:: EXERCISE BRIEF ::
Find each line in the data below that contains the word "water", and copy those lines.

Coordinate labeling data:
-------

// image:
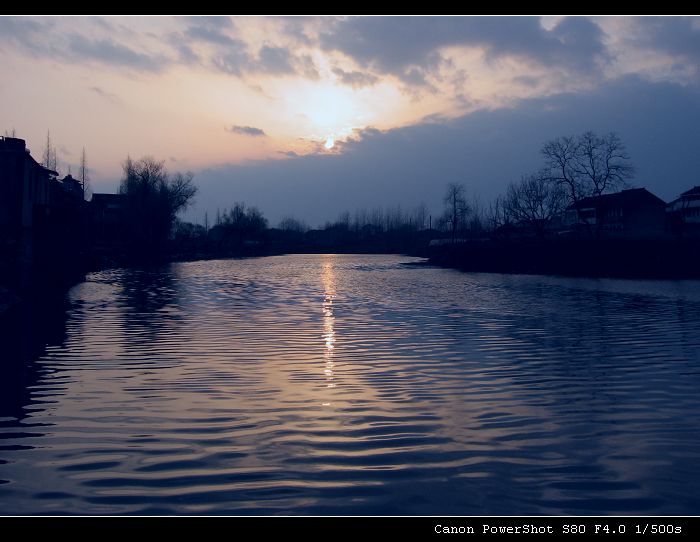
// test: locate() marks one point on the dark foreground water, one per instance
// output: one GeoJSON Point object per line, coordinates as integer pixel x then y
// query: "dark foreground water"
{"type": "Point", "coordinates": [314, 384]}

-------

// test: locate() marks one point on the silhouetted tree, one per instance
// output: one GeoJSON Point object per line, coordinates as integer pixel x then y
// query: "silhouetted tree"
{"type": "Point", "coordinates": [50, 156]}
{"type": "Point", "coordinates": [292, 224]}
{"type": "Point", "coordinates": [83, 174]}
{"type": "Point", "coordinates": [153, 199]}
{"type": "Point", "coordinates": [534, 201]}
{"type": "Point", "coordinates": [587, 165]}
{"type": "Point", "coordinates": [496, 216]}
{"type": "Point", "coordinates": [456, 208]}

-------

:: FULL SOLUTION ::
// test: locate() marks one point on the dark foreground water, one per instance
// query: "dark foreground water"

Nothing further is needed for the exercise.